-- SUPPLIED ENTRIES follows --

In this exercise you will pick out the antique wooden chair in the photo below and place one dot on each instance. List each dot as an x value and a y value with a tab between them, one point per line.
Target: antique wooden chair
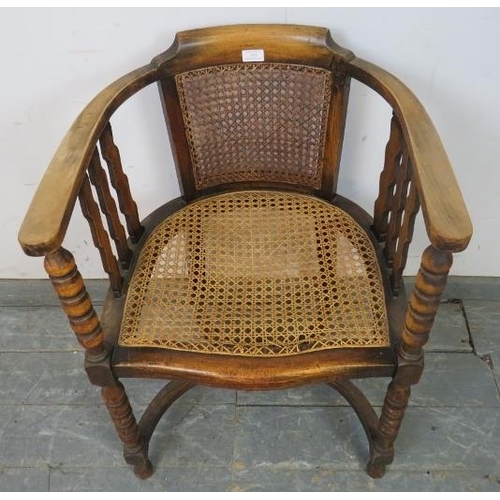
261	276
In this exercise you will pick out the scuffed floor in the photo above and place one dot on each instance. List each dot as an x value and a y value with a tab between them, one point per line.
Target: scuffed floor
55	434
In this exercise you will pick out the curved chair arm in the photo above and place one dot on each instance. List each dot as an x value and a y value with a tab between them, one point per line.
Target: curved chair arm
446	218
46	221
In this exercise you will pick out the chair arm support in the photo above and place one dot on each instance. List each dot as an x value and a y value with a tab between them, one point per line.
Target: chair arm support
46	221
446	218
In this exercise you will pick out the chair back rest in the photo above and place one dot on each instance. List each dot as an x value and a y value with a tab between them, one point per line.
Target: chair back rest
255	105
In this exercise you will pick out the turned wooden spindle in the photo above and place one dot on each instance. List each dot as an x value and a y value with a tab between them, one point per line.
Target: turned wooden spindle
393	156
68	284
424	302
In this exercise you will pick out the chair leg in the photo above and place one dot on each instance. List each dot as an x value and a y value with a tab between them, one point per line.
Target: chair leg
382	451
135	447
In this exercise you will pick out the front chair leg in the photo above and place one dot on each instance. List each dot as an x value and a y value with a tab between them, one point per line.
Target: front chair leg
382	451
135	447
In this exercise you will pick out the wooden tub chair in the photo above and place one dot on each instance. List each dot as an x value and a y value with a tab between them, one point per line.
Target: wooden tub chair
260	276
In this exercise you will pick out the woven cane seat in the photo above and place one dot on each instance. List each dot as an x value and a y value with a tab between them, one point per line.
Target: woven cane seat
256	273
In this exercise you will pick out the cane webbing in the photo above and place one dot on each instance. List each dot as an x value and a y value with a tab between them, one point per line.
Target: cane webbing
255	122
256	273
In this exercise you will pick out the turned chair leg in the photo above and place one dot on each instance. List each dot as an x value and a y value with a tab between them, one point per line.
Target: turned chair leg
135	447
382	451
422	309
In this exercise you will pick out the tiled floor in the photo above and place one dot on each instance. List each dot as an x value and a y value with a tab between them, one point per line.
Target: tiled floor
55	433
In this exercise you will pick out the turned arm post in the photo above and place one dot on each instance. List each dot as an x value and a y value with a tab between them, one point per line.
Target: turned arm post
424	302
69	287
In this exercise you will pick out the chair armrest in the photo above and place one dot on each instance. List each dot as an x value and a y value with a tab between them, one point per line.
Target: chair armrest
47	219
446	218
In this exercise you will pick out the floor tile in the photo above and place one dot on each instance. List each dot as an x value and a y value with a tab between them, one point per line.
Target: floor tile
299	438
195	435
449	438
484	324
35	329
264	479
308	438
41	293
455	379
45	379
24	479
186	478
465	287
449	332
33	436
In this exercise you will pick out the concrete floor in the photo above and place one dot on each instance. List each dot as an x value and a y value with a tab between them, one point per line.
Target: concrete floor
55	434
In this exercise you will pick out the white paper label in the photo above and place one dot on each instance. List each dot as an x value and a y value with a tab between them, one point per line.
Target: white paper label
252	55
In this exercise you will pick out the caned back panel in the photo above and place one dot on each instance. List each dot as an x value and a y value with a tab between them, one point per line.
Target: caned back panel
278	122
256	122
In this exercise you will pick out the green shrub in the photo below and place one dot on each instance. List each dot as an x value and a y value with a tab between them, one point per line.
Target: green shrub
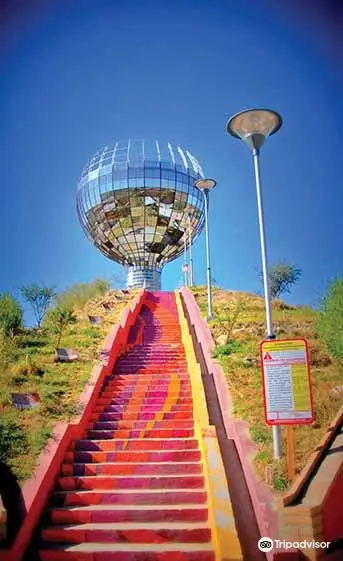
330	322
57	319
11	314
228	349
77	296
39	298
12	439
25	367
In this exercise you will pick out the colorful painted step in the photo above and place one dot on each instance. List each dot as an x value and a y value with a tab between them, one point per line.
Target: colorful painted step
132	488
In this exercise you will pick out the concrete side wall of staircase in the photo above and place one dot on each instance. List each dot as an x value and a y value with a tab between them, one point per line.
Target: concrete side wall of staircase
259	516
35	491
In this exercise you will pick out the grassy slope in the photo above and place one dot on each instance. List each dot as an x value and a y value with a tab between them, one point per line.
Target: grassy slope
244	374
58	384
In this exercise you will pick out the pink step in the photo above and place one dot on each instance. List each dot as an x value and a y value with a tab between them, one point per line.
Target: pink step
132	497
108	513
130	482
109	468
95	456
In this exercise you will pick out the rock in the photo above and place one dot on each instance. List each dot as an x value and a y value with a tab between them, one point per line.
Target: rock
222	339
251	361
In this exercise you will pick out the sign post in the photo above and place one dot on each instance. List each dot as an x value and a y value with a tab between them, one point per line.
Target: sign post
286	382
287	390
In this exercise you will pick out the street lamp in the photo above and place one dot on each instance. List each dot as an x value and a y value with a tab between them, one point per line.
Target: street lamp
254	126
190	251
185	263
205	186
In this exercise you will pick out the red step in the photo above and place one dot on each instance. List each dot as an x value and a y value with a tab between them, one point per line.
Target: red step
109	468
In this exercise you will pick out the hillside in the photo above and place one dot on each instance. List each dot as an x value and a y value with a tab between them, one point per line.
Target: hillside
237	329
28	365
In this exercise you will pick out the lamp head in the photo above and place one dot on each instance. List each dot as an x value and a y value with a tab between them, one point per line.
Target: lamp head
254	126
205	184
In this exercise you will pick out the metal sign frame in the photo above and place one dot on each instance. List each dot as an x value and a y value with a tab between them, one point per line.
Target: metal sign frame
277	343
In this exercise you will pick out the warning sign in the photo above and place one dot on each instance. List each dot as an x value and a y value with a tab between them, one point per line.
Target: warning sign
286	382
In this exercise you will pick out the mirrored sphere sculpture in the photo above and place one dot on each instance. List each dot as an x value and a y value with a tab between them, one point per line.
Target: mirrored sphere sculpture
134	200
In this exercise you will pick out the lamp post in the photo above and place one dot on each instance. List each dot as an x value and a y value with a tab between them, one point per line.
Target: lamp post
185	264
254	126
190	252
205	186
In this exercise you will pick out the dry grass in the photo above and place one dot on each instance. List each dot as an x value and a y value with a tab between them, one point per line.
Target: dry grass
243	374
30	367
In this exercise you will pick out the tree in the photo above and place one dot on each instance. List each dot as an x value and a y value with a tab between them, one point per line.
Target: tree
59	318
330	322
11	314
39	298
282	276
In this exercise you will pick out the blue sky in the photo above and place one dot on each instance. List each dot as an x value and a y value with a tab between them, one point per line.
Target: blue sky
78	75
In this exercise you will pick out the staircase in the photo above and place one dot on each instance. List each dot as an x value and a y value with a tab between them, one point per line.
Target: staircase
133	488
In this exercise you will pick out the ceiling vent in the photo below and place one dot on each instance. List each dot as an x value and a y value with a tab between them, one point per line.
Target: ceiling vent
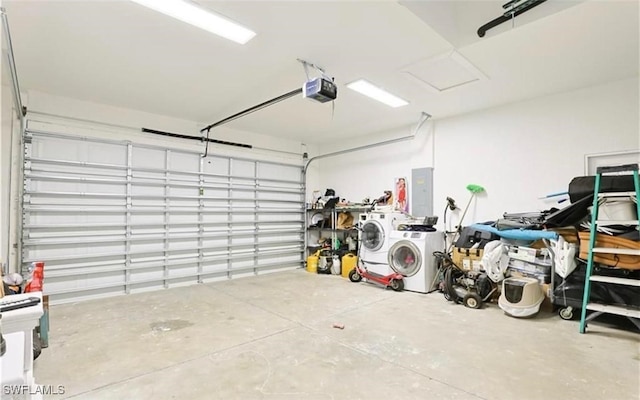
444	72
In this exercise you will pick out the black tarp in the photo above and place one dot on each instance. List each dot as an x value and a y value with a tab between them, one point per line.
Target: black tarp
583	186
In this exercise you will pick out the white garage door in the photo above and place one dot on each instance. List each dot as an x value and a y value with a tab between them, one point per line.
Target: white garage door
111	218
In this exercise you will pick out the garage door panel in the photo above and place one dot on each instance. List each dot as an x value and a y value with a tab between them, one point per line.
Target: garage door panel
143	157
112	218
216	165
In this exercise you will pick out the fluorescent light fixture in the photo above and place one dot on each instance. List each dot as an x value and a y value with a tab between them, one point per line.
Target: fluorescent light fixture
368	89
192	14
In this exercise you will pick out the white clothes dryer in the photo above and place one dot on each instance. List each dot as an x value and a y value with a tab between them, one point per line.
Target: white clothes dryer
411	254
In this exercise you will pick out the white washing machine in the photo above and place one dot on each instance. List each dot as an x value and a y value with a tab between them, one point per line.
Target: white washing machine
374	239
411	254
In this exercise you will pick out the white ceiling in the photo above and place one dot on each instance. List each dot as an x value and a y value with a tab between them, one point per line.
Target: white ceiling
120	53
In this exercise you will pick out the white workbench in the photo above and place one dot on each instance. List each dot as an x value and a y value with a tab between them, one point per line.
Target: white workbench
16	365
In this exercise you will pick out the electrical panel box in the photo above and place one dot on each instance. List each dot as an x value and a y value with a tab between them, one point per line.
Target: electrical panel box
320	89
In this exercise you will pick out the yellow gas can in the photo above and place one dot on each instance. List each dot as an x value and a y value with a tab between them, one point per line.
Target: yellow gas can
349	262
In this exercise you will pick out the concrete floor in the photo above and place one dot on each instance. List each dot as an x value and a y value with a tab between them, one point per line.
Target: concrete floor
271	337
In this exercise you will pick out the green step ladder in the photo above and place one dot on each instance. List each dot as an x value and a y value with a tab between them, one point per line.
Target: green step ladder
633	313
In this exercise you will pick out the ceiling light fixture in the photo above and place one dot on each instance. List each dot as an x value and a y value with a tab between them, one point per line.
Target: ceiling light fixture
192	14
368	89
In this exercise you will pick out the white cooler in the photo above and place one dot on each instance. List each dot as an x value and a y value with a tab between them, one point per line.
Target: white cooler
16	365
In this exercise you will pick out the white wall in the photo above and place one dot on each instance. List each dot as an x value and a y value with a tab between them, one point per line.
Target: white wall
517	152
368	173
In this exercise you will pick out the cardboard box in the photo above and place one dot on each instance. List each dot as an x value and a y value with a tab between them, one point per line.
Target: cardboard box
468	259
523	253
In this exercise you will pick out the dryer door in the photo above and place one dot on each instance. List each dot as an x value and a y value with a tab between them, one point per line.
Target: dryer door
372	235
405	258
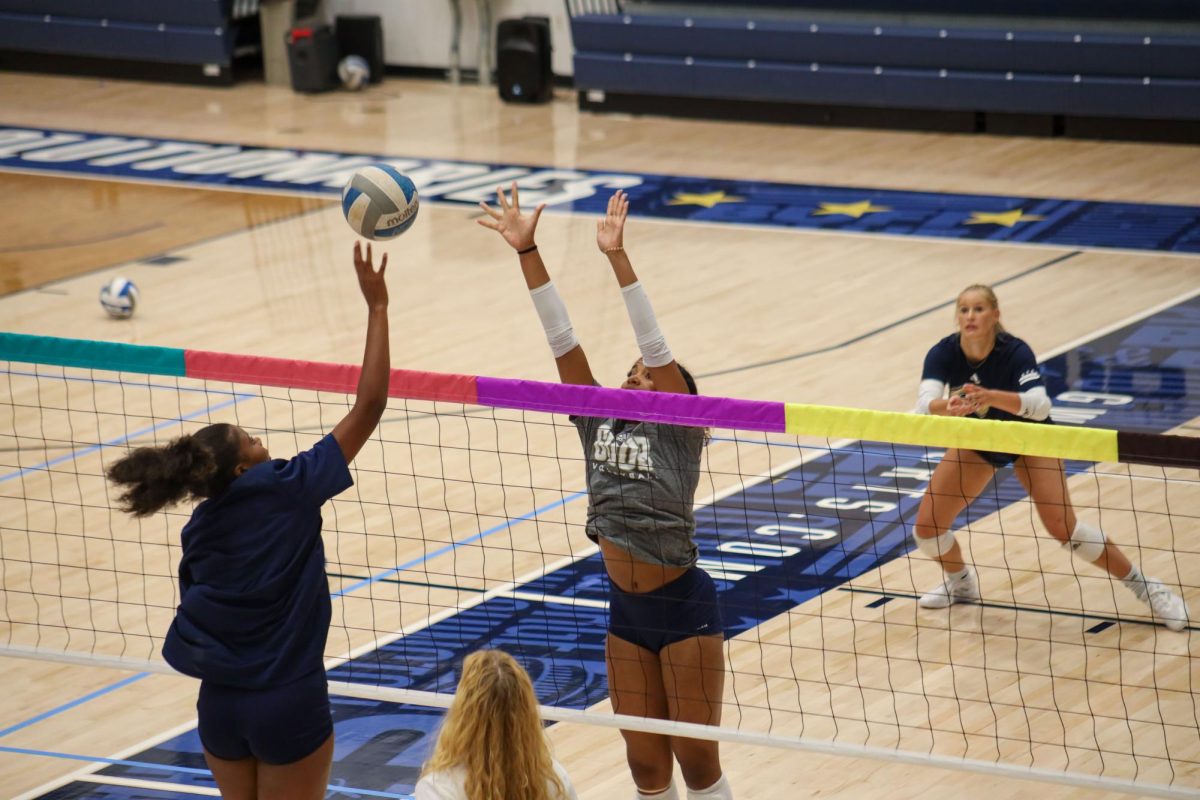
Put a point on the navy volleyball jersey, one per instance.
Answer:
(1011, 366)
(255, 602)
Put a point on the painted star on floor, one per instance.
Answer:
(708, 199)
(850, 209)
(1007, 218)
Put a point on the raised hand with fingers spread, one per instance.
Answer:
(611, 227)
(517, 229)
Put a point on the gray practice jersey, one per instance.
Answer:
(642, 482)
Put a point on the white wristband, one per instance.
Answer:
(1035, 403)
(929, 390)
(651, 341)
(555, 319)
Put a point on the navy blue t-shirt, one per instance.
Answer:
(1011, 367)
(255, 602)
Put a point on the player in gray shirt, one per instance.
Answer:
(665, 626)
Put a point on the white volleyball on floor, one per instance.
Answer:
(119, 298)
(354, 72)
(379, 202)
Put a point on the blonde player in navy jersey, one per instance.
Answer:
(665, 638)
(255, 609)
(993, 374)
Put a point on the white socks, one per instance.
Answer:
(719, 791)
(665, 794)
(951, 577)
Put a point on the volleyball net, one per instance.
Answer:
(465, 529)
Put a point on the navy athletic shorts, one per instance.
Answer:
(1000, 461)
(279, 725)
(675, 612)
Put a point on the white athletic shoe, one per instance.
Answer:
(961, 590)
(1167, 606)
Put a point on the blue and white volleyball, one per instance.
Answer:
(379, 202)
(354, 72)
(119, 298)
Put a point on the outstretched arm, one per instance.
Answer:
(655, 354)
(371, 397)
(519, 232)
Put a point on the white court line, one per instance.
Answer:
(154, 786)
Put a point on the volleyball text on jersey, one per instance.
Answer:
(624, 453)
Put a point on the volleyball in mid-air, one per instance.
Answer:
(119, 298)
(354, 72)
(379, 202)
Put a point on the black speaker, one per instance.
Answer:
(312, 55)
(361, 36)
(522, 60)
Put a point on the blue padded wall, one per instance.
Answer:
(171, 12)
(1003, 70)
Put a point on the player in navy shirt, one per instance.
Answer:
(253, 612)
(664, 650)
(993, 374)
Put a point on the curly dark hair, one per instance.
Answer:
(202, 464)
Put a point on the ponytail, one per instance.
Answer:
(196, 465)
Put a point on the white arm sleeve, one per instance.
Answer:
(1035, 403)
(927, 394)
(555, 319)
(651, 341)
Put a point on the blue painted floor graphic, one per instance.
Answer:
(772, 547)
(1043, 221)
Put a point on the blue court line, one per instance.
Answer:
(454, 546)
(123, 383)
(91, 449)
(78, 701)
(173, 768)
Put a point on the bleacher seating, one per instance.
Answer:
(185, 38)
(1141, 67)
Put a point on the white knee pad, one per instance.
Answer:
(936, 546)
(719, 791)
(669, 793)
(1086, 542)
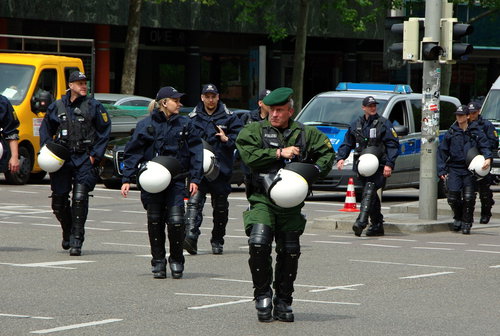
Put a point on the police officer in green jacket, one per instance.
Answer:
(284, 157)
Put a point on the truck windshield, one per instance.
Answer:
(334, 111)
(490, 108)
(14, 81)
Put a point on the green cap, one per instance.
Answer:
(280, 96)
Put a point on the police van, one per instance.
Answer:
(332, 112)
(491, 111)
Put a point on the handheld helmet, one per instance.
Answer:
(368, 162)
(475, 161)
(211, 167)
(290, 185)
(52, 157)
(156, 175)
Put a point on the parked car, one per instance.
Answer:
(111, 166)
(332, 113)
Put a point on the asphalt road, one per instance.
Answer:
(415, 284)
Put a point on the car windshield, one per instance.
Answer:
(14, 81)
(334, 111)
(490, 108)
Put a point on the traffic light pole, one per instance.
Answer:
(430, 117)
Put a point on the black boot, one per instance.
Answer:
(159, 268)
(365, 207)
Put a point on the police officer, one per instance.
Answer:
(9, 135)
(218, 127)
(80, 124)
(265, 147)
(165, 133)
(484, 183)
(452, 167)
(370, 133)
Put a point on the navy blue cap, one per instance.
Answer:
(168, 92)
(462, 110)
(474, 106)
(369, 100)
(76, 76)
(209, 88)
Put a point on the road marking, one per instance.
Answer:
(380, 245)
(403, 264)
(433, 248)
(331, 242)
(482, 251)
(51, 264)
(425, 275)
(75, 326)
(27, 316)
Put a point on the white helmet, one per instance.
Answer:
(52, 157)
(156, 175)
(475, 162)
(290, 186)
(210, 162)
(368, 164)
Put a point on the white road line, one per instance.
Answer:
(75, 326)
(425, 275)
(380, 245)
(482, 251)
(403, 264)
(27, 316)
(331, 242)
(433, 248)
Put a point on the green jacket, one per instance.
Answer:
(250, 146)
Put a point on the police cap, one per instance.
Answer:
(280, 96)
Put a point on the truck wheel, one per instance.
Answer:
(25, 165)
(37, 177)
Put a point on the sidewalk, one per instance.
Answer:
(404, 218)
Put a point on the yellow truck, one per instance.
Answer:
(31, 82)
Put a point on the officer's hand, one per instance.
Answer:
(340, 164)
(14, 164)
(221, 134)
(124, 190)
(387, 171)
(290, 152)
(193, 188)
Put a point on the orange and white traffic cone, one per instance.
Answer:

-- SUPPLIED ENTRIES concluded --

== WORK TO COMPLETE ==
Pull out each line of the records holding the string "road".

== EXERCISE OUTPUT ==
Put a point on the asphalt road, one per instance.
Put a point on the road marking, one per instance.
Put a point on the white road line, one per instance.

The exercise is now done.